[BEGIN Supplied data]

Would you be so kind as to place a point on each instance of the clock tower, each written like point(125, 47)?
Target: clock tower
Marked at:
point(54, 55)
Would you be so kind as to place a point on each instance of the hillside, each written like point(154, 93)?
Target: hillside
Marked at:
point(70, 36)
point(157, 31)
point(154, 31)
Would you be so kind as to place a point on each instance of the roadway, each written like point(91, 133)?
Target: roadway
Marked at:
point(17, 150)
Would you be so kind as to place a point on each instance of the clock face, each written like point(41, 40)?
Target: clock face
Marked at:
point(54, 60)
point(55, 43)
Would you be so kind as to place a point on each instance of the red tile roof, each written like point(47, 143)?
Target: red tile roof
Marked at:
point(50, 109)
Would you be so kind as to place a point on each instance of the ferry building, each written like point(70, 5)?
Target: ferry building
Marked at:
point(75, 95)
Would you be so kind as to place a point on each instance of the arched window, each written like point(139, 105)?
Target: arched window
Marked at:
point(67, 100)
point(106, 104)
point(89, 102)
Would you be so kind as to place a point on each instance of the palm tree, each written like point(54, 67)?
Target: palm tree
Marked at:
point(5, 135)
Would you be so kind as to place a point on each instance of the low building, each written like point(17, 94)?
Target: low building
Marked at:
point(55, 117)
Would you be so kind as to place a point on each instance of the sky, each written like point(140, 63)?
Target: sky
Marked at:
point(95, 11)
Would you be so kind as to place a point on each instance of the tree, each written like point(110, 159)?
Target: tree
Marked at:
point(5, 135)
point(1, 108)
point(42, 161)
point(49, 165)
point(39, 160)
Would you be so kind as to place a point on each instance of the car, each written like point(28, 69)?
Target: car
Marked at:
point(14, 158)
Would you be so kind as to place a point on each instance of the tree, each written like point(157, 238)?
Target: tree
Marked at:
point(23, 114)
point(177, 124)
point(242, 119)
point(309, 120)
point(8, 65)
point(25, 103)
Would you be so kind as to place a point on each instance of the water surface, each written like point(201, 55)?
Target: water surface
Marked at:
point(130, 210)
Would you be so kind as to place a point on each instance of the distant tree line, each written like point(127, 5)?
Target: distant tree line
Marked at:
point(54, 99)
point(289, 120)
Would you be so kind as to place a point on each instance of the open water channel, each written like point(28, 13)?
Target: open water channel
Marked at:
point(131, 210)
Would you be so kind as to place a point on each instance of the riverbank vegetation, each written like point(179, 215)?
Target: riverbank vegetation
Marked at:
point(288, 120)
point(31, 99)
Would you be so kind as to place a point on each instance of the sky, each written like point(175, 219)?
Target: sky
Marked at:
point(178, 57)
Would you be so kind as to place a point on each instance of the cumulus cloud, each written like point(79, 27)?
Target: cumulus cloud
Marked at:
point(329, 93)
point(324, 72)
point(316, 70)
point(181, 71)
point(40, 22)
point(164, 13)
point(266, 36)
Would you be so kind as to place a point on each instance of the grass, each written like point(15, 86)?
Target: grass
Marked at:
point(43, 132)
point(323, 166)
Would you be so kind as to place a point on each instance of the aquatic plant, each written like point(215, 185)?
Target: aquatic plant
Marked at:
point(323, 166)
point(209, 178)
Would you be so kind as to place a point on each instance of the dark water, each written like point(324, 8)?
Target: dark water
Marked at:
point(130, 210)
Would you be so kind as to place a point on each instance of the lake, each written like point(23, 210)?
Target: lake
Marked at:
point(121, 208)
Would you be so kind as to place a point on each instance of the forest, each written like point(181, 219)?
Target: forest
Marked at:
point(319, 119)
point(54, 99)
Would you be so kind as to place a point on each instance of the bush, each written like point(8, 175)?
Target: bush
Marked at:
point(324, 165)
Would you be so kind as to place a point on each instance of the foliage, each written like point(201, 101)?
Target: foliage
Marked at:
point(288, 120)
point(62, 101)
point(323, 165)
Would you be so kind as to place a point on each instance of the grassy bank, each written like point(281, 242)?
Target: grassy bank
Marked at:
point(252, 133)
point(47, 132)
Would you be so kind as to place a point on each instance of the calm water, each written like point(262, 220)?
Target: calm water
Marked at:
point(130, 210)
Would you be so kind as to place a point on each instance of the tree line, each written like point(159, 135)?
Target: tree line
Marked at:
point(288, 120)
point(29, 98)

[END Supplied data]

Exercise description >>
Copy out every entry above word for word, keeping each line unchanged.

Solution for this exercise >>
Would you be so kind as to place a point on each instance of the clock tower, each written like point(125, 47)?
Target: clock tower
Marked at:
point(54, 55)
Would you be so kind as to place a point on each instance of the hillside, each written like point(154, 93)?
Target: hillside
Marked at:
point(70, 36)
point(157, 31)
point(154, 31)
Would you be so kind as to place a point on each instance of the roadway, each written like point(91, 133)?
Target: roadway
Marked at:
point(17, 150)
Would you be so kind as to place a point on each instance of the clock face, each written like point(41, 40)?
Target: clock face
Marked at:
point(54, 60)
point(55, 43)
Would you be so kind as to place a point on each instance of the red tile roof, each written like point(47, 143)?
Target: red tile roof
Marked at:
point(50, 109)
Would you be so kind as to place a point on each instance of the ferry building, each written like point(70, 5)?
Target: ferry building
Marked at:
point(75, 95)
Would you be so kind as to place a point on each instance of the arched window, each written like point(139, 105)?
Target: arched window
Marked at:
point(67, 100)
point(106, 104)
point(89, 102)
Would you be so kind as to place a point on each instance of the palm tree, each written like point(54, 67)?
Target: palm tree
Marked at:
point(5, 135)
Would you be so kind as to place a point on each instance of the low building, each written like point(17, 94)?
Target: low building
Marked at:
point(55, 117)
Would you be so kind as to place a point on each instance of the sky, each written like point(140, 63)?
Target: sky
Marked at:
point(95, 11)
Would you be so kind as to place a point on each instance of the tree, each written like point(110, 159)?
Target: tree
Marked at:
point(5, 135)
point(1, 108)
point(42, 161)
point(49, 165)
point(39, 160)
Would you be so kind as to place a point on each instance of the car, each written like point(28, 69)?
Target: car
Marked at:
point(14, 158)
Would you be so kind as to place a point on each instance of the tree, each written like point(157, 238)?
Target: tree
Marked at:
point(23, 114)
point(177, 124)
point(242, 119)
point(309, 120)
point(8, 65)
point(25, 103)
Would you be so kind as to place a point on each instance of the water surface, each written like point(201, 55)?
Target: water surface
Marked at:
point(130, 210)
Would you be so kind as to place a point on each instance of the distant tree line, each written like point(127, 5)?
Target: distant tree line
Marked at:
point(54, 99)
point(289, 120)
Would you be so kind as to place a point on each instance of the open water channel, each written like point(28, 13)?
Target: open water channel
Marked at:
point(131, 210)
Would you be so kind as to place a point on each instance of the riverbank vegetation, each written like point(179, 215)?
Target: riverbank vegetation
Marked at:
point(288, 120)
point(31, 99)
Would you be so kind as to place a point on each instance of the sky, each written like point(175, 219)?
Target: sky
Marked at:
point(178, 57)
Would you be so kind as to place a point on each instance of the cumulus cloud, each written like point(79, 27)?
Target: cumulus cloud
Marked at:
point(329, 93)
point(324, 72)
point(316, 70)
point(181, 71)
point(40, 22)
point(164, 13)
point(266, 36)
Would you be so kind as to place a point on each instance of the grass, each written like point(15, 86)?
Target: grass
Marked at:
point(43, 132)
point(323, 166)
Would you be so kind as to place a point on each instance of the aquatic plant, each written like point(215, 185)?
Target: aquatic plant
Marked at:
point(323, 166)
point(209, 178)
Would you be so kind as to place a point on each instance of the dark water, each written like point(324, 8)?
Target: dark water
Marked at:
point(130, 210)
Would you be so kind as to place a point on each instance of the lake, each written like point(23, 210)?
Target: lake
Marked at:
point(121, 208)
Would you be so kind as to place a point on each instance of the forest, each written like point(181, 219)?
Target: forest
Marked at:
point(319, 119)
point(54, 99)
Would you be so kind as to place a point on each instance of the bush, each written like point(8, 175)?
Target: bush
Marked at:
point(324, 165)
Would you be so kind as to place a point on each instance of the foliage, each written like point(201, 101)?
Target: foliage
Marked at:
point(288, 120)
point(62, 101)
point(323, 165)
Would you be so kind as to place a point on each instance of the grassy bank, each written like point(281, 242)?
Target: grassy bank
Marked at:
point(252, 133)
point(47, 132)
Would you be so kind as to place a point on each instance of the calm water, each written like point(262, 220)?
Target: calm water
Marked at:
point(130, 210)
Would you be so kind as to place a point on each instance of the tree line, each written like point(159, 135)?
Target: tree line
Marked at:
point(288, 120)
point(29, 98)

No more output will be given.